• _The data_
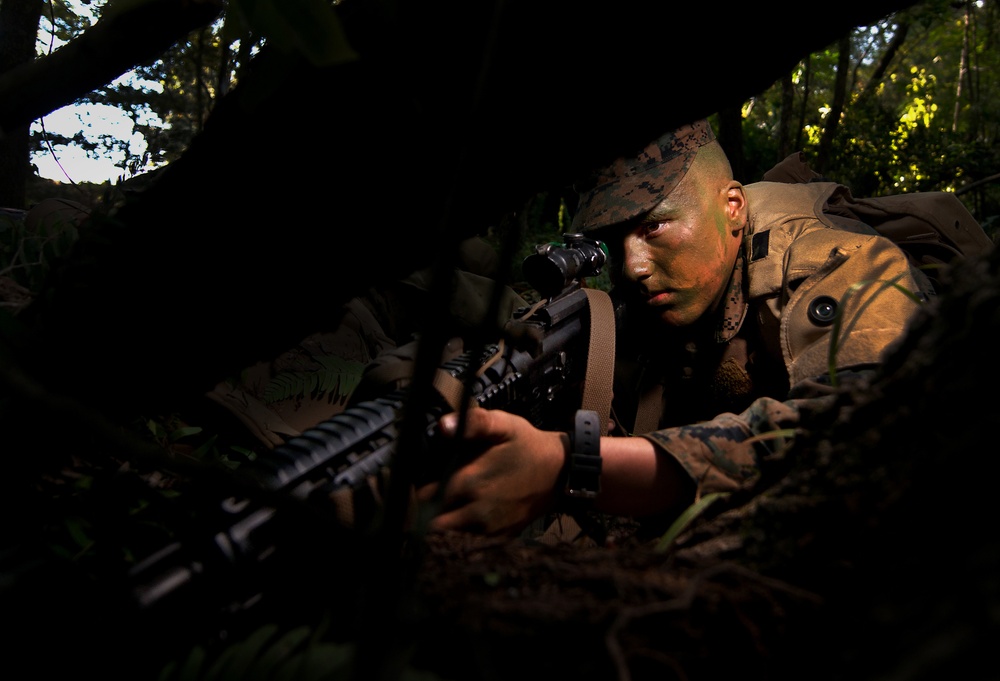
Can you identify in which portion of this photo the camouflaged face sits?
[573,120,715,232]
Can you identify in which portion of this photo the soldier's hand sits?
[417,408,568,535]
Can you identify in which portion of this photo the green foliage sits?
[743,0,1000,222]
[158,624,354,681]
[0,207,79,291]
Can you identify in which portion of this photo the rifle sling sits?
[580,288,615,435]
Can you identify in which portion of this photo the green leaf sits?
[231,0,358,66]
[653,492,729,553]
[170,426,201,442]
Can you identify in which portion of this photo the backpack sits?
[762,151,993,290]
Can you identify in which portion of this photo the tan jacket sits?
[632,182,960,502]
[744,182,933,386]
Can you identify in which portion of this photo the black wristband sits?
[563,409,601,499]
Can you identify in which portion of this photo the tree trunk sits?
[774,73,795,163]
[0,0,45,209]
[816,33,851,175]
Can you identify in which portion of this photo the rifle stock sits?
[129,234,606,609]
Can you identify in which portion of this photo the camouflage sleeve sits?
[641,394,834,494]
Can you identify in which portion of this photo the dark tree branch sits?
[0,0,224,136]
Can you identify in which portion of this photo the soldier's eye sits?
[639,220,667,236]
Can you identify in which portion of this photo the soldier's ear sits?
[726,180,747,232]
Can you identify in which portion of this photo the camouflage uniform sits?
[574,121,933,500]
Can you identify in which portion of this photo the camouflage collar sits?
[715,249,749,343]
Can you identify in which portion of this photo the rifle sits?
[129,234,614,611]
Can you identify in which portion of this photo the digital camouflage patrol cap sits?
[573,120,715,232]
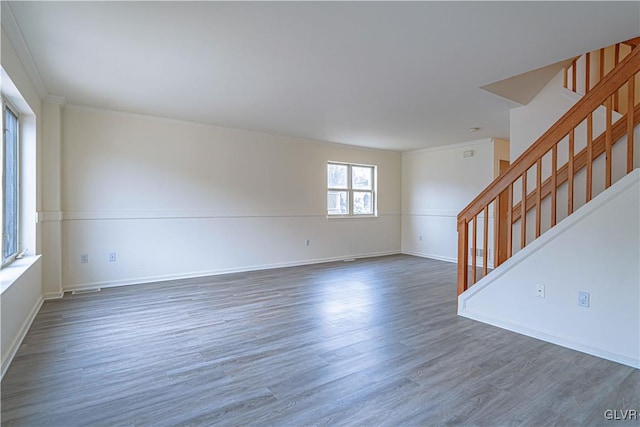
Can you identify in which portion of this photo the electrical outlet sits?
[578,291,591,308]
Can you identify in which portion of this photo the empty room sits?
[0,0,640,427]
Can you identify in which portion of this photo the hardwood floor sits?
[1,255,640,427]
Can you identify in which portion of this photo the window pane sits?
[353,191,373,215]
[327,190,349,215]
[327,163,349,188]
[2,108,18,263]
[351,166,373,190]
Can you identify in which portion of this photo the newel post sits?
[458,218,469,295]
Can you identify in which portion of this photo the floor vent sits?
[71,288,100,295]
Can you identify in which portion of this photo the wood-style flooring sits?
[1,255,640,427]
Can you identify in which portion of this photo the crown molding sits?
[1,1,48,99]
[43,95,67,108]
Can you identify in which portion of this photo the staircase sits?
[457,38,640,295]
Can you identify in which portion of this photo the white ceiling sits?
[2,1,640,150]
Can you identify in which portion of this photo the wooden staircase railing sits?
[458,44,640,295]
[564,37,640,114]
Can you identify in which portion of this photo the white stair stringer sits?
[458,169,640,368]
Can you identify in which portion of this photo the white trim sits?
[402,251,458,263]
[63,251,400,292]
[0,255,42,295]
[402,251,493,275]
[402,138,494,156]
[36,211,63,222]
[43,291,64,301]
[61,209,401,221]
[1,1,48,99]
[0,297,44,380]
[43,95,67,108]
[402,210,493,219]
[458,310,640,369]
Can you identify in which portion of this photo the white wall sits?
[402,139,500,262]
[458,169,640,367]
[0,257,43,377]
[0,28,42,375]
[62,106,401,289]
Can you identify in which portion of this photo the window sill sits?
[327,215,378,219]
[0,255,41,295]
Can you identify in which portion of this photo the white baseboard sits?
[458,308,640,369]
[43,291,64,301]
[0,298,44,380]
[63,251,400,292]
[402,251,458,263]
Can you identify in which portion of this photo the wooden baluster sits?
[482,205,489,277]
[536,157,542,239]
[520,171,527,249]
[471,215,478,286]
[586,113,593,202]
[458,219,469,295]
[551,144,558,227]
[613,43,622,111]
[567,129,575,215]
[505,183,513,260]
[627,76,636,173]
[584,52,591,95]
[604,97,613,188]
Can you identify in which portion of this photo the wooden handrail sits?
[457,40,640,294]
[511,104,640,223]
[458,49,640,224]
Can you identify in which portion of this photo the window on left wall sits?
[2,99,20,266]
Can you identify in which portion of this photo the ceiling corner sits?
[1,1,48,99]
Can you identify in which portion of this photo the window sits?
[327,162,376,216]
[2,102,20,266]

• _Your goal_
Gather every line of the records that contains the word "wooden" and copy each one.

• _Solution to this exercise_
Can you identify in which portion of this photo the wooden staircase railing sits?
Can you identify in which portion of this photo the wooden baluster sits?
Can you identify in which portion of this photo the wooden handrail sits?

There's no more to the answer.